EXERCISE DETAILS -
In the entries below, how many lines hold the word "white"? Answer with the number only.

---*---

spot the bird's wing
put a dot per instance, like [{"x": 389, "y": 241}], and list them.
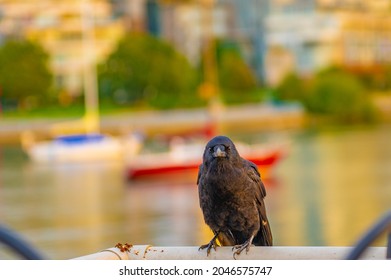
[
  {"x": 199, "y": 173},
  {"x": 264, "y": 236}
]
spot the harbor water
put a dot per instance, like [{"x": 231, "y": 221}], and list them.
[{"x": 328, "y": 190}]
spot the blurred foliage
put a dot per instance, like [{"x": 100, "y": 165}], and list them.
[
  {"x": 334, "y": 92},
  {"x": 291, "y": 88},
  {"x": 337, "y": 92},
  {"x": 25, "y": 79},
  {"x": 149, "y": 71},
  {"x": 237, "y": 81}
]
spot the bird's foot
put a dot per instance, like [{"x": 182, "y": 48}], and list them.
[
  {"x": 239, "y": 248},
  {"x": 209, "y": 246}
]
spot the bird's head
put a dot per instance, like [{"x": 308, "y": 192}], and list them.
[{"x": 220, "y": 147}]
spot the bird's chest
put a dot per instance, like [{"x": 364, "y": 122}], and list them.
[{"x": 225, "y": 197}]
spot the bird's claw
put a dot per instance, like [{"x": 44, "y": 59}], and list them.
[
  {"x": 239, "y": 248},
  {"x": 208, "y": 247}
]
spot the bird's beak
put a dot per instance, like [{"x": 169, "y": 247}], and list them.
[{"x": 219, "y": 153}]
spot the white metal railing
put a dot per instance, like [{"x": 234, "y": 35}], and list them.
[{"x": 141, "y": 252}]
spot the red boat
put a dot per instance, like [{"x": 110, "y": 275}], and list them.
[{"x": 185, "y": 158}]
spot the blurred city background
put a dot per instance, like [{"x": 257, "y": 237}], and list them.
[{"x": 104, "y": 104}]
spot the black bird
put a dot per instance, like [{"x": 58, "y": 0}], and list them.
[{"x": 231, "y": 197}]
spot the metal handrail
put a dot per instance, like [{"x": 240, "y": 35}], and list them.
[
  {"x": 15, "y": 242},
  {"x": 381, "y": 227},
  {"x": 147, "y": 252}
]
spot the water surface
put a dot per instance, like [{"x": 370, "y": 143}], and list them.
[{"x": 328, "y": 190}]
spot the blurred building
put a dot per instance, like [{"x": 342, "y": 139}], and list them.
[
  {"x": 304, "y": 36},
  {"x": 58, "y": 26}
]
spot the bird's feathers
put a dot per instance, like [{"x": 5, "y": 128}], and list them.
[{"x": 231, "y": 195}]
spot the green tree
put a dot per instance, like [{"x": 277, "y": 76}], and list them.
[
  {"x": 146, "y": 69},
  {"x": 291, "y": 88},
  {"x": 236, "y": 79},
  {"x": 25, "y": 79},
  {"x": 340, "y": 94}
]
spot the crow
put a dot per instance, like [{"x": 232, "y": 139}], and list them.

---*---

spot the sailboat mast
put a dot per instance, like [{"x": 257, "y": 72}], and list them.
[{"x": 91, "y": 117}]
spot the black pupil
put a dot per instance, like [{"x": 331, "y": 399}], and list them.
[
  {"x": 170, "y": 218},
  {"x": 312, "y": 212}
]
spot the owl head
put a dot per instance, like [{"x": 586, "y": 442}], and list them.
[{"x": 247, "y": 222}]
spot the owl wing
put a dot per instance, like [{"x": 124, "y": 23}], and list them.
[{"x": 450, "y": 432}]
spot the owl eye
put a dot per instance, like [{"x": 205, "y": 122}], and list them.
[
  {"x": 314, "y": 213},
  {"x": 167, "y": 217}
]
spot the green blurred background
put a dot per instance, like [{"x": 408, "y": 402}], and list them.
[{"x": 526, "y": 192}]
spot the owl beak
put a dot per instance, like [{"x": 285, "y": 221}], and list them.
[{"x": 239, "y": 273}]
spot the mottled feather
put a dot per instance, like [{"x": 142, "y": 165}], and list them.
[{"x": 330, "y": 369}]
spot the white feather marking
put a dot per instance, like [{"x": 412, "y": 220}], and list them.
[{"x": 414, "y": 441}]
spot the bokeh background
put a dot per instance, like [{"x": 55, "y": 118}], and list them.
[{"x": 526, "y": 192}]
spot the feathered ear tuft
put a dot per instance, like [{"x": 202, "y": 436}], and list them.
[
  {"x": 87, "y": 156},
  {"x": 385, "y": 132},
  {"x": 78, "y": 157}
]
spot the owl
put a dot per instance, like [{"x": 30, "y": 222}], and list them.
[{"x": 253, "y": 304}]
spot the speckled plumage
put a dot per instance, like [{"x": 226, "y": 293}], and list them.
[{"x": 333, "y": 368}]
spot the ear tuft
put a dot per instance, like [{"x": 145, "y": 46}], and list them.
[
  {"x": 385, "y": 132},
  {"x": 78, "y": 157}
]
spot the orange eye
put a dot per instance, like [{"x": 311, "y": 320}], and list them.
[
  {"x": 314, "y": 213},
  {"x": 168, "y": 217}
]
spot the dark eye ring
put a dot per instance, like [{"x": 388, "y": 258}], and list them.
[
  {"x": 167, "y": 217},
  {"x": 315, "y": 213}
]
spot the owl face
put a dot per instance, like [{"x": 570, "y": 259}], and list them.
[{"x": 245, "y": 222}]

---*---

RESPONSE TO THIS TASK -
2